Reproduce exactly the line containing "Annotate the lower" and every line after it, through the last line of the records below; add nothing.

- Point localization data
*** Block opens ***
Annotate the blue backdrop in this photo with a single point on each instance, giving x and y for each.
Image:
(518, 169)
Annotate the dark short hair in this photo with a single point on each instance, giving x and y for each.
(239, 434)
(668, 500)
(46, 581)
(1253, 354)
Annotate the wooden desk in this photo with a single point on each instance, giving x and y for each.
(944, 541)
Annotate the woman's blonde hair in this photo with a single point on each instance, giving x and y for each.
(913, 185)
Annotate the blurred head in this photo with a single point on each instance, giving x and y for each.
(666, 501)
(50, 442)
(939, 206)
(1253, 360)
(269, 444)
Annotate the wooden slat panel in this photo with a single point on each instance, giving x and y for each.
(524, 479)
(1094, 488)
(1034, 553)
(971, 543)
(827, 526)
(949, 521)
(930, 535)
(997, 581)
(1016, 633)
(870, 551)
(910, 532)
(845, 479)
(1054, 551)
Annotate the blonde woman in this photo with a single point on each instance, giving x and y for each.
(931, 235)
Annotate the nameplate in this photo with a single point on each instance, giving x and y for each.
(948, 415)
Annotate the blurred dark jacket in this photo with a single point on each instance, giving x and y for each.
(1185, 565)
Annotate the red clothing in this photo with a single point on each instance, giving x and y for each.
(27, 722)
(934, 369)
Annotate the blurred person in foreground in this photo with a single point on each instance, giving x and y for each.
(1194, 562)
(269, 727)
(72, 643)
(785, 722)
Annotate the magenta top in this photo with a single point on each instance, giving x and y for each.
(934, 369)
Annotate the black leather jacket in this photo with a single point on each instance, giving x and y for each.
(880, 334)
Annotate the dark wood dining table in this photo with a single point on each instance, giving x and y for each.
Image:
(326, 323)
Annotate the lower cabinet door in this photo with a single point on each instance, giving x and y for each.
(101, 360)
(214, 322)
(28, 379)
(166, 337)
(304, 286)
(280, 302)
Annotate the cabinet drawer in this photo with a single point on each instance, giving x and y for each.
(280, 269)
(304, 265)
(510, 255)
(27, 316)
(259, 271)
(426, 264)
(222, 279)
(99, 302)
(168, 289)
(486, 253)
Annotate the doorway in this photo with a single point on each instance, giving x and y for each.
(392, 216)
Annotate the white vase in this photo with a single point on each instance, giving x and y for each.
*** Block closes ***
- TASK RESPONSE
Annotate the lower cabinet door in this photo with a single point on each instance, giving x and y for each.
(101, 360)
(214, 322)
(28, 379)
(166, 337)
(304, 286)
(280, 302)
Annotate the cabinet drawer in this photo with a single point on each instance, giving x and y for each.
(280, 269)
(304, 265)
(510, 255)
(27, 316)
(259, 271)
(426, 264)
(222, 279)
(99, 302)
(168, 289)
(486, 253)
Annotate the doorway in this photo with a single point on each instance, giving x and y for each.
(392, 216)
Annotate the white vase in this photo with a single point on each instance, giving x and y for each.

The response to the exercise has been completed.